══ Raw data ══

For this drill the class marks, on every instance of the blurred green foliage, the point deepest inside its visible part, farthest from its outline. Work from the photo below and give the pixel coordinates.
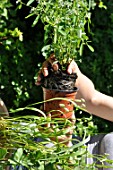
(21, 58)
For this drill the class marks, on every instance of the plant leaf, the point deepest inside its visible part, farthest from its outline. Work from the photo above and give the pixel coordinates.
(3, 152)
(35, 21)
(30, 2)
(90, 47)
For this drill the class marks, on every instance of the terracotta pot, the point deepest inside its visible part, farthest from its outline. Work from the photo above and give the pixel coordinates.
(59, 108)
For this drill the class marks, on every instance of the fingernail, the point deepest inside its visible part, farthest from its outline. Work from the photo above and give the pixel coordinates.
(55, 67)
(45, 71)
(39, 78)
(69, 71)
(37, 83)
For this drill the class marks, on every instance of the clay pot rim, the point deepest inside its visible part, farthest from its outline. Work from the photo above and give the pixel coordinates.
(65, 91)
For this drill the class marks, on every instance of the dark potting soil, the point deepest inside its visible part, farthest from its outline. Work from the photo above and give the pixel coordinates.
(59, 80)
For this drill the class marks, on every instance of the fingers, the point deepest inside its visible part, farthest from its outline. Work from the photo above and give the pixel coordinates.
(54, 63)
(72, 67)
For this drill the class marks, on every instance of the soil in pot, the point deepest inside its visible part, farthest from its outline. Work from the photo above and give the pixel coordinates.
(60, 85)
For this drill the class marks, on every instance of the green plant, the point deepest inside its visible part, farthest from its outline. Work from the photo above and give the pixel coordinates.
(18, 136)
(64, 25)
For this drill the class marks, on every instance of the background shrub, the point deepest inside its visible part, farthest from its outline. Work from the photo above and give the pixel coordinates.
(20, 54)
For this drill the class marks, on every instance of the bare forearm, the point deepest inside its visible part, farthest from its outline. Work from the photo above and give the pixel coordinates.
(96, 103)
(3, 109)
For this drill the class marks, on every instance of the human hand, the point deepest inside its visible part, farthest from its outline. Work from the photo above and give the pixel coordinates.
(51, 61)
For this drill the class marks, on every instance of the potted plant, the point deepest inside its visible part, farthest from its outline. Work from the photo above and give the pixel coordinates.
(64, 25)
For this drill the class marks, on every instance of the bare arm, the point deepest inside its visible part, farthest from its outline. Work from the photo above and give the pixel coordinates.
(3, 109)
(96, 103)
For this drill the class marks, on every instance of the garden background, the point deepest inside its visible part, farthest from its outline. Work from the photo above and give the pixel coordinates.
(21, 58)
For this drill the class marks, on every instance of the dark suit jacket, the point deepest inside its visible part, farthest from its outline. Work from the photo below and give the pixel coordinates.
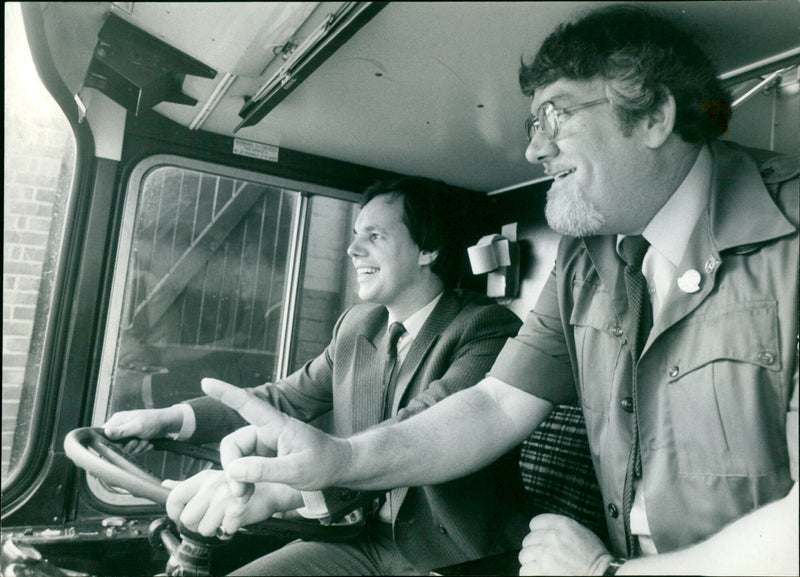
(434, 526)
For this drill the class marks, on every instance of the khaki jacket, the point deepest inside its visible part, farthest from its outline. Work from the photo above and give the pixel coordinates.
(718, 394)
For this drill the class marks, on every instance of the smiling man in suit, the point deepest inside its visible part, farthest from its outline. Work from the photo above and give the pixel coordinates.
(405, 257)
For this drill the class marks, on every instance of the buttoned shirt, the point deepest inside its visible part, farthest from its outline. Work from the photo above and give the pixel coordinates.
(717, 395)
(669, 233)
(412, 324)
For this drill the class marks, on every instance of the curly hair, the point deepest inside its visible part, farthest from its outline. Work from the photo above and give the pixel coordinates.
(643, 57)
(431, 214)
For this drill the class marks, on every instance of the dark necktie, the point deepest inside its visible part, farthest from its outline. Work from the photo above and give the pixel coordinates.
(396, 330)
(640, 314)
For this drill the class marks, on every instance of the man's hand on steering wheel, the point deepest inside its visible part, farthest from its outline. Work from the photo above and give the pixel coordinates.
(141, 425)
(205, 504)
(275, 447)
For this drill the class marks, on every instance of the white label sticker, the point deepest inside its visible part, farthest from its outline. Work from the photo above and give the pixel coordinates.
(255, 149)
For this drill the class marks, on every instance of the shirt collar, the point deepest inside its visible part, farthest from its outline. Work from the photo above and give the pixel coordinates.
(414, 323)
(671, 228)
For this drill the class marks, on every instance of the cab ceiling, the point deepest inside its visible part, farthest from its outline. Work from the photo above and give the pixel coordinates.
(426, 88)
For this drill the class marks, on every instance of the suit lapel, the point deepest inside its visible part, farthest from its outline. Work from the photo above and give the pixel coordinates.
(440, 318)
(367, 376)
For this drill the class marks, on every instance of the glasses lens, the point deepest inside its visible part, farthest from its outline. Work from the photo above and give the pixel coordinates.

═══

* **Exercise task**
Write out only the final block of lines, starting at the line with "of the white" and running to the end of the material.

* **Complete output**
For this drill the class marks, on every instance of the white label sticker, the point deepest inside its visible part, farthest from its outline. Work from the photo above and give the pixel coordinates.
(255, 149)
For this drill the class marks, on every instance of the shirt collar, the point deepest inside its visible part, farthest from its outline. Work from the photo above and give the pixel coordinates.
(414, 323)
(671, 228)
For this drill the class marks, on every instance of the cab ceiling, the point deepest inside its visible part, farthest from its outline. Work from the photo above and give the pixel coordinates.
(426, 88)
For this drill the class marks, on every instance of the suit lapel, the point deepest inside its visible part, farthest from its outline. Work from the photo above and give the pixel coordinates.
(440, 318)
(367, 376)
For this drill the class marks, on every instance of the glasses lens, the point deepest inside its visible part, farthest from its outline. Work from the photo above and give the pixel coordinates.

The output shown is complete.